Cubre este gran retablo, obra destacada del renacimiento ea la región de Sigüenza, todo el fondo del presbiterio de la iglesia de Bujarrabal. Catalogable perfectamen­te en el estilo renacentista del siglo XVI, es, sin, embargo, obra de grandes influencias rurales, en la que abunda el detalle de taller, y sólo alguna imagen o rostro en las pinturas denotan la mano de un maestro o artista de categoría.

Aún con todo y asentándose en el momento actual, que ha de ser de salvación, cuidado y protección decididas por todas las obras de arte que hemos heredado, este retablo forma entre la breve colección de obras de arte de este tipo que se conservan unitarias y en muy buen estado, por lo que todos los esfuerzos para su mantenimiento han de ser pocos. Comencemos, pues con la tarea inicial, cual es su descripción y estudio.

Claramente se observa que, sobre el conjunto renacentista de este retablo, han sido añadidos algunos detalles barrocos del siglo XVIII que, por otra parte, no le afean en exceso. Tales son los paneles superiores que recubren con voluminosa flores y cabecillas de ángeles, todo ello ingenuamente policromado, el espacio que mediaba entre el remate del retablo renacentista y el arco apuntado de la bóveda. Algunos ángeles de claro signo barroco se reparten por las más altas cornisas.

La obra primitiva consta de cuatro cuerpos, cada uno de ellos dividido en cinco calles. La estructura es sobria y encuadrable en lo más típico del quehacer plateresco. Mientras la calle central está ocupada por obras de talla policromada, las laterales se llenan con pinturas sobre tabla, hasta un total de dieciséis.

Las tallas de la calle central son las siguientes: en la parte más elevada del retablo, incluso en una hornacina cuadrangular, aparece el arcángel San Miguel aplastando a su eterno rival el diablo. Es añadido barroco. Debajo, en rectangular hornacina, escoltada por columnas adosadas y rematada por friso plateresco, aparece el Calvario, de floja ejecución, con un fondo de pintura en el que aparece la clásica ciudad, el sol y la luna. Más abajo aún, y centrando el retablo todo dentro de hornacina semicircular, se nos ofrece una admirable talla de la Virgen María, en actitud sedente, con un Niño desnudo entre sus manos. La expresión de María es serena y vigorosa y el plegado de los paños que la cubren denota a un artista muy experimentado en estos menesteres. En se u hornacinas aveneradas, dos pequeñas figuras de San Lorenzo y San Sebastián dan escolta a la Virgen.

# Información mostrada
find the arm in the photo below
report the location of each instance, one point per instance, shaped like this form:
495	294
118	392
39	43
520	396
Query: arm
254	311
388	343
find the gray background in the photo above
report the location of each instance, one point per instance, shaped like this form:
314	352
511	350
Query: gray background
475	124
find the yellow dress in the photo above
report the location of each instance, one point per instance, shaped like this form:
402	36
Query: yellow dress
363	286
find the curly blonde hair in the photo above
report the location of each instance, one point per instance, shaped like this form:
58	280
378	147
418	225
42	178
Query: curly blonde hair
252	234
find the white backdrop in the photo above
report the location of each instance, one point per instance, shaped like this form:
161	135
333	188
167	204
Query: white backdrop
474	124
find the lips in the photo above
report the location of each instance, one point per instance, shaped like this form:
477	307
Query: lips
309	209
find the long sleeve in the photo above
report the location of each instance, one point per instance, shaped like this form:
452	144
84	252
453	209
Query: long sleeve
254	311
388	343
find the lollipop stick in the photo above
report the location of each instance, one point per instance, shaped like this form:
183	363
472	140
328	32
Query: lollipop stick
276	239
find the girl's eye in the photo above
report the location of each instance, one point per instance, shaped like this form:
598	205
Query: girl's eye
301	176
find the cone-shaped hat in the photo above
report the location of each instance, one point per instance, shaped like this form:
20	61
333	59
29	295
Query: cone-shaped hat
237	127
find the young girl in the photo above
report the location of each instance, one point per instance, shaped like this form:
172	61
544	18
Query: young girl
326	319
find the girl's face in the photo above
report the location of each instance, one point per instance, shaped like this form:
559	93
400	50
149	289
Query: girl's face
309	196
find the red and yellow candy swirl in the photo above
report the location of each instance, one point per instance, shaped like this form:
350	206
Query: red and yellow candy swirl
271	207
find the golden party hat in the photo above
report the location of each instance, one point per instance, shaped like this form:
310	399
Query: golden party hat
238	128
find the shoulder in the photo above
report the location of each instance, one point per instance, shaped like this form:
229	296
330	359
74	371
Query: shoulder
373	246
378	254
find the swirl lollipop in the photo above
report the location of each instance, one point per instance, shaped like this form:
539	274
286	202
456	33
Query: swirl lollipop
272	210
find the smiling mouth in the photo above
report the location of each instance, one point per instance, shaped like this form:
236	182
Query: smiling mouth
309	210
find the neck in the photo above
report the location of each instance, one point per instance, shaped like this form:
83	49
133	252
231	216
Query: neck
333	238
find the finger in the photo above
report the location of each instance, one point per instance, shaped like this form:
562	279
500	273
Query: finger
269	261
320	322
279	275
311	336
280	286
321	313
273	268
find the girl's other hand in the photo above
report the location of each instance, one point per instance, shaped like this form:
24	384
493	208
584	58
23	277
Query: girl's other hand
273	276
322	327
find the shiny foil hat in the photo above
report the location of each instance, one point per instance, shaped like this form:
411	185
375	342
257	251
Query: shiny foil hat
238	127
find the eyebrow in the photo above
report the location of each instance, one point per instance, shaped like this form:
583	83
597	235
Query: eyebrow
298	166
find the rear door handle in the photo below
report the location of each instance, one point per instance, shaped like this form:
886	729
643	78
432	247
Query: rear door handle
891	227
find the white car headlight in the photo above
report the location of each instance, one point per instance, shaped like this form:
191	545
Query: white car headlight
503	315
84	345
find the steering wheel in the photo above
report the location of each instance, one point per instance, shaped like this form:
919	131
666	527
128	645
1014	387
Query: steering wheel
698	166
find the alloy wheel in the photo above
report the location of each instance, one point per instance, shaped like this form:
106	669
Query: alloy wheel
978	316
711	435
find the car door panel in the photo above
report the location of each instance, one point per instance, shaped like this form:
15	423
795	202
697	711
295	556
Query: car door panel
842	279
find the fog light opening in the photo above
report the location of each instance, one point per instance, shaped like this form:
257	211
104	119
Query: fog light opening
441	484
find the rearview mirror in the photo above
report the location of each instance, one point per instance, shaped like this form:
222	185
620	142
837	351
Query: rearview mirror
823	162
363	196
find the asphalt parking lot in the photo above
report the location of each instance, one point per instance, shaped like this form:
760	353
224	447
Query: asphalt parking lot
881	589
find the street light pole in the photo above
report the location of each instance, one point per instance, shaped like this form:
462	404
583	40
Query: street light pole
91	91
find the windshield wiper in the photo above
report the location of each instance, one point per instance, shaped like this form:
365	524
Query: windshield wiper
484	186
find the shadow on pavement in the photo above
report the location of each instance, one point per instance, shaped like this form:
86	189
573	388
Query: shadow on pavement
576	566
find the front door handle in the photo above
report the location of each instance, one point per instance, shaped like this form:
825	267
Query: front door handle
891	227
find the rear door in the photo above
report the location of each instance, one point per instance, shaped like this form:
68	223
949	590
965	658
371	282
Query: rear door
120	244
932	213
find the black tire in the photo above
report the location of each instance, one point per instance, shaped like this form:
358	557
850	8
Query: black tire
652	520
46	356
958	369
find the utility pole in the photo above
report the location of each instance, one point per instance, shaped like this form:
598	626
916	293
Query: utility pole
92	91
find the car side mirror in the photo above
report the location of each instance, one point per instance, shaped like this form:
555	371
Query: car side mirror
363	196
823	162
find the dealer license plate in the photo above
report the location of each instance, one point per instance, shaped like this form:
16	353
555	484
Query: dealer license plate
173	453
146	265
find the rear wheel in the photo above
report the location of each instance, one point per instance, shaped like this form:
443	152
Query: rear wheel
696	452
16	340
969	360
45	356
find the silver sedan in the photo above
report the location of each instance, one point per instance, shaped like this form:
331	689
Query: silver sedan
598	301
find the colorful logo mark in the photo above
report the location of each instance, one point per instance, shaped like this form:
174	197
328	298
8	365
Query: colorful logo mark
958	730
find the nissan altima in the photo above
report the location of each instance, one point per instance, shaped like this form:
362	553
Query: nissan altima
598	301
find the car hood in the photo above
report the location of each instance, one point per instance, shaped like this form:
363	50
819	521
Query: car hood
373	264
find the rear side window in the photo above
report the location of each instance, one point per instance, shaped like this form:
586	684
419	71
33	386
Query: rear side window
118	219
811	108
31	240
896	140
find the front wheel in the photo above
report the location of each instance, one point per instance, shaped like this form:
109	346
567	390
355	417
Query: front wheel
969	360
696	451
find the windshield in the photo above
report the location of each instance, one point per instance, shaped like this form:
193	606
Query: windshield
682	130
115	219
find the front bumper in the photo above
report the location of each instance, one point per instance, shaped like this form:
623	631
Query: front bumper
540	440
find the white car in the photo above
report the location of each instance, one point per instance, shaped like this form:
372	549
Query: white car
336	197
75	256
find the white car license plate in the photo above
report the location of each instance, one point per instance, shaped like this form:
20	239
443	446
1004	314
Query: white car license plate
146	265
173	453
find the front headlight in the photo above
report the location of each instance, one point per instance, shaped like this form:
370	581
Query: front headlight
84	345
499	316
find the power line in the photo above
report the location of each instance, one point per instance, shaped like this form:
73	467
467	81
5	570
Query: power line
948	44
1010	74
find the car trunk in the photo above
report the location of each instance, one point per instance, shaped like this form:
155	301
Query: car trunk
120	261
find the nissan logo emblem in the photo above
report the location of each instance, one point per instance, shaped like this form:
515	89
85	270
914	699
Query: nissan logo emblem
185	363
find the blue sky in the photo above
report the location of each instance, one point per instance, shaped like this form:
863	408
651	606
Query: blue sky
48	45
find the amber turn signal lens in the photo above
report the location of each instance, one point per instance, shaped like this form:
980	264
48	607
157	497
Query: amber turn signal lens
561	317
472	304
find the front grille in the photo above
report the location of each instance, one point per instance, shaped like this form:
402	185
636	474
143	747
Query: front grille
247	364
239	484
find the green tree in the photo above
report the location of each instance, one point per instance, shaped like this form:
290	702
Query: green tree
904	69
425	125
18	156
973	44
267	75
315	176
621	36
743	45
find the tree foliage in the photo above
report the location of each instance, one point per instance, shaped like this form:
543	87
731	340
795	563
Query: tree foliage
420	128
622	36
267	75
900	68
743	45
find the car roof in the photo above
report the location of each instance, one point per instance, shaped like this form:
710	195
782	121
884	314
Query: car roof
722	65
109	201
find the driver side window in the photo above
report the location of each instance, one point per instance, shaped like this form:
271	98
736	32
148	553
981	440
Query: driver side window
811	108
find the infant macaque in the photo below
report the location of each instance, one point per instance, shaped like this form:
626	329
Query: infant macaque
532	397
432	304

# Retos
1 – Resume en dos oraciones el texto sobre el retablo de Bujarrabal.
2 – Transcribe palabra por palabra el pasaje del texto sobre el retablo de Bujarrabal, comenzando en las palabras que contienen "Claramente se observa" y deteniéndote después de "más altas cornisas.".
Los registros son un material independiente del texto.

# Soluciones por tarea
1 – El gran retablo renacentista del siglo XVI que cubre el fondo del presbiterio de la iglesia de Bujarrabal tiene grandes influencias rurales y se conserva unitario y en muy buen estado, aunque se le añadieron algunos detalles barrocos del siglo XVIII. Su obra primitiva consta de cuatro cuerpos divididos en cinco calles, con tallas policromadas en la calle central, entre ellas una admirable Virgen sedente con el Niño, y dieciséis pinturas sobre tabla en las laterales.

2 –
Claramente se observa que, sobre el conjunto renacentista de este retablo, han sido añadidos algunos detalles barrocos del siglo XVIII que, por otra parte, no le afean en exceso. Tales son los paneles superiores que recubren con voluminosa flores y cabecillas de ángeles, todo ello ingenuamente policromado, el espacio que mediaba entre el remate del retablo renacentista y el arco apuntado de la bóveda. Algunos ángeles de claro signo barroco se reparten por las más altas cornisas.